Repeat each entry in full, exactly.

**Data provided**
_ _ _ _ _

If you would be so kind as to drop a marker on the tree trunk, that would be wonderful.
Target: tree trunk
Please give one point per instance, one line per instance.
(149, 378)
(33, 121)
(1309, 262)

_ _ _ _ _

**Correct output**
If you would be so kind as to drop a marker on the tree trunk, that would be wonderful.
Target: tree trunk
Please give one point per instance, one line per instance.
(149, 378)
(33, 121)
(1309, 262)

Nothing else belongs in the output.